Region annotation items:
^^^^^^^^
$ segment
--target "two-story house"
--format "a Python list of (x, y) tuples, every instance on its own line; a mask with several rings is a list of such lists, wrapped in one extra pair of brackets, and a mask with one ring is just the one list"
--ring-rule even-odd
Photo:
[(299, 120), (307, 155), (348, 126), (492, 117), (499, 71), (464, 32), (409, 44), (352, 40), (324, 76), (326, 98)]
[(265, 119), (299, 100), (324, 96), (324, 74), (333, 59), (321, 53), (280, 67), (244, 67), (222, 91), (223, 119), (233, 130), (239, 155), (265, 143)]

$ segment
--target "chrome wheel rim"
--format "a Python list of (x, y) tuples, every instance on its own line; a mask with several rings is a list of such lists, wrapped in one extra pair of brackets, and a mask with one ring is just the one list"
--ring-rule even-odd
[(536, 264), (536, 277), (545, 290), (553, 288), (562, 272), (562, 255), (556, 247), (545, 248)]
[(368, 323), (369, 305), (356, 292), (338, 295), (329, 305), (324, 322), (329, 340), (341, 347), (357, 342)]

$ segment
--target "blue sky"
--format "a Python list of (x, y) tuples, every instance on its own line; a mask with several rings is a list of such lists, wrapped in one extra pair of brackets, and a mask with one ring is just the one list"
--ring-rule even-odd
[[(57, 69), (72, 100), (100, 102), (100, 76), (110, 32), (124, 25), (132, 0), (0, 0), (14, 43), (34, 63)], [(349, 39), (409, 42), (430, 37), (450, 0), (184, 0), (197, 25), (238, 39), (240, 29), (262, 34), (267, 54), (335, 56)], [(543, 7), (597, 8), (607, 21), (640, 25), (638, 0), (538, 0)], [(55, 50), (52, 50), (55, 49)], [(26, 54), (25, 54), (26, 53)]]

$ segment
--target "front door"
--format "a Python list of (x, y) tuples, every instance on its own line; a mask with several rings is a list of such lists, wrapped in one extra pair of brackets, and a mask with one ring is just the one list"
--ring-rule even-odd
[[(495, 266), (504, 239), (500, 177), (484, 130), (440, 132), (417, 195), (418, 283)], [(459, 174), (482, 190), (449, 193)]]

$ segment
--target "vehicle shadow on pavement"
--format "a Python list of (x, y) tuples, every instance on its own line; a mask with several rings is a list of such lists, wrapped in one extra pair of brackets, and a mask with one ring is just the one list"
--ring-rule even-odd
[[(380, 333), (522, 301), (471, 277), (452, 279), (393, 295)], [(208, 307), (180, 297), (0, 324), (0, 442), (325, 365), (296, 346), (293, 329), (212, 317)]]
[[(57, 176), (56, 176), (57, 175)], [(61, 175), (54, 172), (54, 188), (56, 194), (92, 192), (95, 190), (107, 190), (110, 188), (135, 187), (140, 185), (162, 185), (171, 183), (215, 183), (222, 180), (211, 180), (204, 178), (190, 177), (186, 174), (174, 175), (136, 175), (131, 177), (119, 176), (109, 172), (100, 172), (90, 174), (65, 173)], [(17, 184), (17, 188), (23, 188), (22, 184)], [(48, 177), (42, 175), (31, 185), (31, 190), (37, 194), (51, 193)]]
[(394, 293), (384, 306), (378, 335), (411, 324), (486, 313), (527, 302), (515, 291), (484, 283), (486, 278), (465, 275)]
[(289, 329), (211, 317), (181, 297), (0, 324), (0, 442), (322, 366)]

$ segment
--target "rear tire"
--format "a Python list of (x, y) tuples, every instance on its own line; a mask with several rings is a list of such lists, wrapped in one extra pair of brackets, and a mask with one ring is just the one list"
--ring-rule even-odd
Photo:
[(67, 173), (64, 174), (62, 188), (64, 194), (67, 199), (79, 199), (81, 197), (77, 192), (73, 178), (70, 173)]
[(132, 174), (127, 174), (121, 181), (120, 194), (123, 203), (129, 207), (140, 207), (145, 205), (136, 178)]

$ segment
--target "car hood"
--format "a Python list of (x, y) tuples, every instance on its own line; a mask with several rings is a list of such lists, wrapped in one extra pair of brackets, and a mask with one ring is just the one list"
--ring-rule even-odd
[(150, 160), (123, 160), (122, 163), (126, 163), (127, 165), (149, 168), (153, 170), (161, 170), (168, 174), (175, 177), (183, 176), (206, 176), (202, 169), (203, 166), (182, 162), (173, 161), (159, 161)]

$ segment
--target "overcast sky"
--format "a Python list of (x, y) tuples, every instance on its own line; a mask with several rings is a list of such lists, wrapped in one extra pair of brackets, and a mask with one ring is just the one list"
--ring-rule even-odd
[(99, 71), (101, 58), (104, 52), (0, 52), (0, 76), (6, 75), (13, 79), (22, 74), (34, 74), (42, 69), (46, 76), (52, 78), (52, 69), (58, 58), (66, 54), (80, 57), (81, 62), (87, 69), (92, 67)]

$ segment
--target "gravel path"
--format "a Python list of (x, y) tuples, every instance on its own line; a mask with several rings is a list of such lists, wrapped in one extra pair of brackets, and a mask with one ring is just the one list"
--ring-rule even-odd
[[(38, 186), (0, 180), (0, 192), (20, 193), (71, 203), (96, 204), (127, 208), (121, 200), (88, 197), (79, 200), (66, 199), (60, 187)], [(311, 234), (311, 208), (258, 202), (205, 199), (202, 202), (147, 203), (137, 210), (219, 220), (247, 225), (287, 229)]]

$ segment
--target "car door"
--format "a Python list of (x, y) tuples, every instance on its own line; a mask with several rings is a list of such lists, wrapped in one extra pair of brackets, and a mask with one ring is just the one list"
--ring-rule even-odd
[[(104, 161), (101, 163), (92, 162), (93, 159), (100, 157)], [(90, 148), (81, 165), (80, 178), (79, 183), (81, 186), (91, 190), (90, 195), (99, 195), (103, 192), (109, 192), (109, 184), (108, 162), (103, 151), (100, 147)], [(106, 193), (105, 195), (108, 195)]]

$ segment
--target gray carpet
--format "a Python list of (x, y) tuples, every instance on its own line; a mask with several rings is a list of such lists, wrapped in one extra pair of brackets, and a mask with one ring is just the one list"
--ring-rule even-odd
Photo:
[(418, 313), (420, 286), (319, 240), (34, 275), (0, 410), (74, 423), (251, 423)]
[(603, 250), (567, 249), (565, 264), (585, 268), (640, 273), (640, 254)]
^^^^^^^^
AIM OF THE TASK –
Extract every line of the records above and reproduce each one without any change.

RESPONSE TO THIS TASK –
$ segment
--target "two-story house"
--format "a Python list of (x, y) tuples, every instance on its own line; a mask with several rings is a list of such lists, wrapped in one extra pair of brackets, and a mask with one ring is just the one list"
--ring-rule even-odd
Photo:
[(299, 120), (307, 155), (348, 126), (492, 117), (499, 71), (464, 32), (409, 44), (352, 40), (324, 76), (326, 98)]
[(265, 119), (299, 100), (324, 96), (324, 74), (333, 59), (321, 53), (280, 67), (244, 67), (222, 91), (223, 119), (233, 130), (239, 155), (265, 143)]

$ segment
--target "chrome wheel rim"
--format "a Python list of (x, y) tuples, every instance on its own line; a mask with several rings is a list of such lists, wrapped in one extra pair of brackets, and a mask with one ring is just the one list"
--ring-rule even-odd
[(536, 264), (536, 277), (545, 290), (553, 288), (562, 272), (562, 255), (556, 247), (545, 248)]
[(368, 323), (369, 305), (356, 292), (338, 295), (329, 305), (324, 322), (329, 340), (341, 347), (357, 342)]

$ segment
--target "blue sky"
--format "a Python list of (x, y) tuples, every instance on its own line; a mask with several rings is a list of such lists, wrapped in one extra pair of brackets, and a mask with one ring is just the one list"
--ring-rule even-odd
[[(57, 69), (72, 100), (100, 102), (100, 76), (110, 32), (124, 25), (132, 0), (0, 0), (14, 43), (34, 63)], [(349, 39), (409, 42), (430, 37), (450, 0), (184, 0), (197, 25), (238, 39), (240, 29), (262, 34), (267, 54), (335, 56)], [(543, 7), (597, 8), (607, 21), (640, 25), (638, 0), (538, 0)], [(55, 50), (52, 50), (55, 49)], [(26, 54), (25, 54), (26, 53)]]

$ segment
--target "front door"
--format "a Python list of (x, y) tuples, every instance on its own line; a mask with several rings is a list of such lists, wrapped in one extra pair of brackets, and a mask with one ring is just the one list"
--ring-rule even-odd
[[(495, 266), (504, 239), (500, 177), (484, 130), (440, 132), (417, 195), (418, 283)], [(459, 174), (482, 190), (449, 193)]]

$ segment
--target "vehicle shadow on pavement"
--format "a Python list of (x, y) tuples, every instance on its own line; a mask with several rings is a list of such lists, wrapped in one extra pair of brackets, and a mask with one ring is just the one list"
--ring-rule even-odd
[[(380, 333), (522, 301), (471, 277), (452, 279), (393, 295)], [(208, 307), (180, 297), (0, 324), (0, 442), (325, 365), (296, 346), (293, 329), (212, 317)]]
[[(57, 176), (56, 176), (57, 175)], [(61, 175), (54, 172), (54, 188), (56, 194), (92, 192), (95, 190), (107, 190), (110, 188), (135, 187), (140, 185), (162, 185), (171, 183), (215, 183), (222, 180), (211, 180), (204, 178), (190, 177), (186, 174), (174, 175), (136, 175), (131, 177), (119, 176), (109, 172), (100, 172), (90, 174), (65, 173)], [(17, 184), (17, 188), (23, 188), (22, 184)], [(48, 177), (42, 175), (31, 185), (31, 190), (37, 194), (51, 193)]]
[(394, 293), (384, 306), (378, 335), (411, 324), (486, 313), (527, 302), (515, 291), (484, 283), (486, 278), (465, 275)]
[(289, 329), (211, 317), (181, 297), (0, 324), (0, 442), (322, 366)]

$ segment
--target "rear tire"
--format "a Python list of (x, y) tuples, every instance on its own line; a mask with several rings is a list of such lists, wrapped in one extra pair of brackets, and a mask with one ring is just the one list"
--ring-rule even-odd
Photo:
[(67, 173), (64, 174), (62, 188), (64, 194), (67, 199), (79, 199), (81, 197), (77, 192), (73, 178), (70, 173)]
[(132, 174), (127, 174), (121, 181), (120, 194), (123, 203), (129, 207), (140, 207), (145, 205), (136, 178)]

$ segment
--target "car hood"
--format "a Python list of (x, y) tuples, every instance on its own line; a mask with several rings is a list of such lists, wrapped in one extra pair of brackets, and a mask with one ring is just the one list"
--ring-rule even-odd
[(150, 160), (123, 160), (122, 163), (126, 163), (127, 165), (149, 168), (153, 170), (161, 170), (168, 174), (175, 177), (183, 176), (206, 176), (202, 169), (203, 166), (182, 162), (173, 161), (159, 161)]

$ segment
--target "overcast sky"
--format "a Python list of (x, y) tuples, every instance on its own line; a mask with several rings is a list of such lists, wrapped in one extra pair of brackets, and a mask with one ring is just the one list"
--ring-rule even-odd
[(99, 71), (101, 58), (104, 52), (0, 52), (0, 76), (6, 75), (13, 79), (22, 74), (34, 74), (42, 69), (46, 76), (52, 78), (52, 69), (58, 58), (66, 54), (80, 57), (81, 62), (87, 69), (92, 67)]

$ segment
--target "gravel path"
--format "a Python list of (x, y) tuples, every instance on its own line; a mask with several rings is a list of such lists, wrapped in one extra pair of brackets, and a mask with one ring is just the one list"
--ring-rule even-odd
[[(38, 186), (0, 180), (0, 192), (20, 193), (71, 203), (96, 204), (127, 208), (121, 200), (88, 197), (79, 200), (66, 199), (60, 187)], [(311, 234), (311, 208), (258, 202), (205, 199), (202, 202), (147, 203), (137, 210), (219, 220), (247, 225), (287, 229)]]

$ segment
--target "car door"
--format "a Python list of (x, y) tuples, every instance on its own line; a mask with several rings is a list of such lists, wrapped in one extra pair of brackets, and a mask with one ring is just the one list"
--ring-rule even-odd
[[(104, 161), (101, 163), (92, 162), (93, 159), (100, 157)], [(90, 148), (81, 165), (80, 178), (79, 183), (81, 186), (91, 190), (90, 195), (99, 195), (103, 192), (109, 192), (109, 184), (108, 162), (103, 151), (100, 147)], [(106, 193), (105, 195), (108, 195)]]

$ segment
--target gray carpet
--format "a Python list of (x, y) tuples, every instance on its own line; a mask with several rings is a list of such lists, wrapped in one extra pair of brackets, and a mask with one ring is just the one list"
--ring-rule even-odd
Photo:
[(418, 313), (420, 286), (319, 240), (34, 275), (0, 410), (74, 423), (251, 423)]
[(603, 250), (567, 249), (565, 264), (585, 268), (640, 273), (640, 254)]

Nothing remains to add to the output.